Passage provided:
<<<<

Faridkot is a city in the South-western part of state of Punjab, India. It serves as the headquarters for both, the Faridkot district. as well as the Faridkot Division. The division was established in 1995 at Faridkot which includes Faridkot, Bathinda and Mansa districts.

Etymology
The city is named in the honor of Baba Farid, a revered 13th century Sufi saint whose shrine is located in Pakpattan, Pakistan. The town of Faridkot was founded during this century as Mokalhar by Raja Mokalsi, the grandson of Rai Munj, a Bhatti Chief of Bhatnair, Rajasthan. According to a popular folklore, the Raja renamed Mokalhar to Faridkot after Baba Farid paid a visit to the town. It remained the capital during the reign of Mokalsi's son Jairsi and Wairsi.

History
The historic fort of Quila Mubarak exists since the times of Baba Farid. However, the foundation of the modern city as a princely state was laid in 1763 by Hamir Singh.Beginning in 1807, the city was briefly under the rule of Maharaja Ranjit Singh till 1809. It was restored to the reigning Brar family thorugh British intervention. The city continued as the capital of Faridkot State under British suzerainty till 1947.Later, it became a part of the Patiala & East Punjab States Union (PEPSU) in 1948. Faridkot was carved out as a separate district on 7 August 1972 out of the areas of erstwhile Bathinda District (Faridkot Tehsil) and Ferozepur District (Moga and Muktsar Tehsils). Further, in November 1995 the Faridkot District was trifurcated when two of its sub divisions viz. Muktsar and Moga were given the status of independent districts under the leadership of CM Harcharan Singh Brar of Muktsar

Government body
The Municipal Council Faridkot came into existence in the year 1948 and now has a Class -I status. Uma Grover is the current President of the council and Kushaldeep Singh Dhillon of Indian National Congress is the member of Legislative Assembly from the town elected in 2017.

Geography
The average elevation is 196 metres (643 ft). The town is located on the Punjab Plains, which in a macro regional context forms a part of greater Satluj Ganga plain. It is a low-lying flat area. The surface of the district is depositional plain which was formed by alleviation by the rivers flowing in these plains. Sirhind Feeder and Indira Gandhi Canal pass through the district.
The topography of the district is plain, with only 1.4% of its area under forest cover.

Demographics
 India census, Faridkot had a population of 618,008 which constitute about 2% of the total population of Punjab. Males constitute 327,121 of the population and females 290,887.The population density in this district is 424 persons per km2. Faridkot has an average literacy rate of 70.6%: male literacy is 75.9%, and female literacy is 64.8%.

Transport
Faridkot city is well connected by road through National Highway 54. Faridkot railway station, located in the city lies on Bhatinda - Firozpur line. Many trains connect Faridkot to other major cities in Punjab and other states. The nearest airport, Sri Guru Ram Dass Jee International Airport is located near Amritsar.

>>>>

Dataset extract:
<<<<

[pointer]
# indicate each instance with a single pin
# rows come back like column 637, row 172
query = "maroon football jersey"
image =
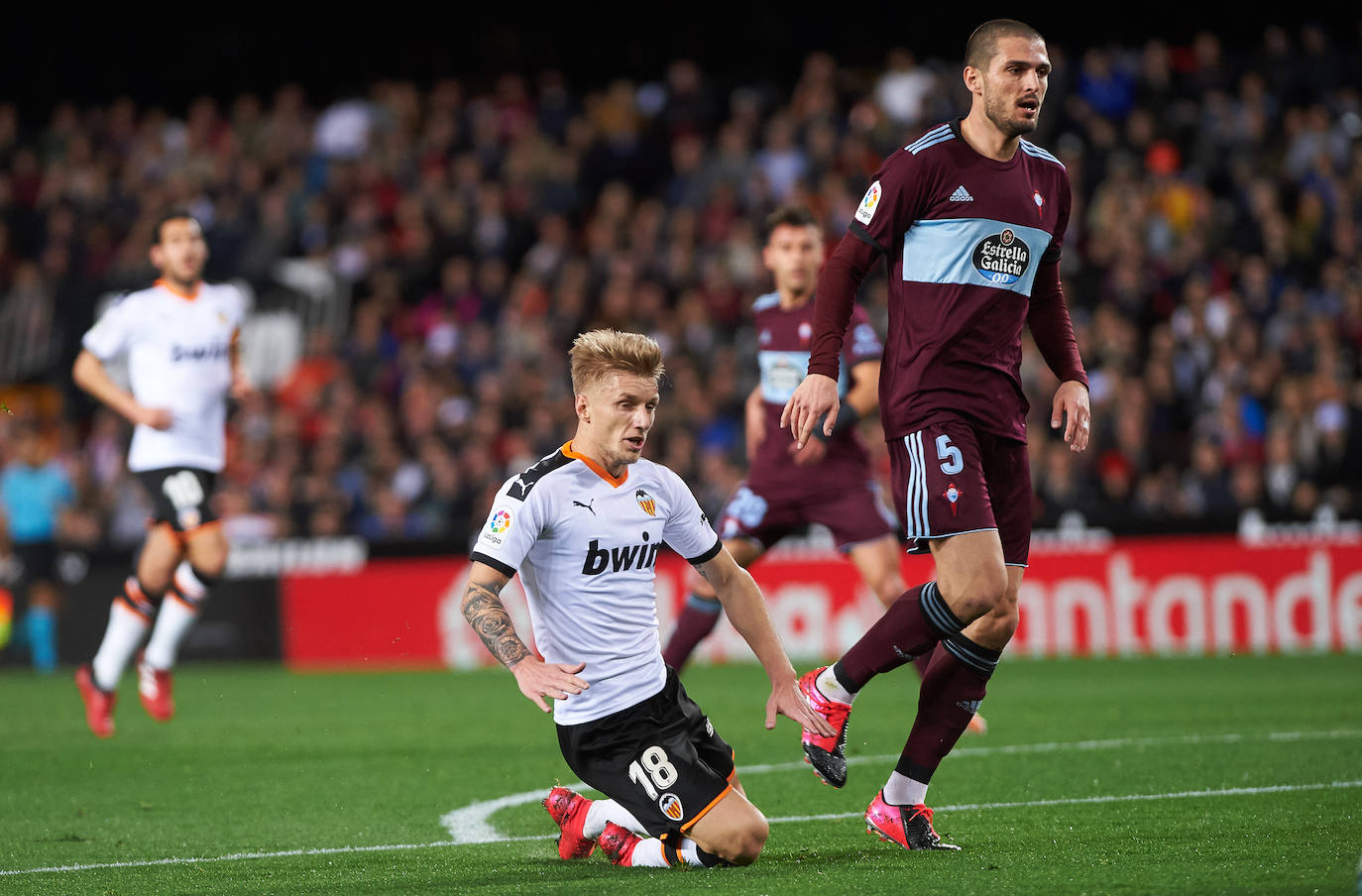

>>>>

Task to carry out:
Translate this sentence from the Faridkot article into Spanish: "Many trains connect Faridkot to other major cities in Punjab and other states."

Result:
Muchos trenes conectan Faridkot con otras ciudades importantes de Punjab y de otros estados.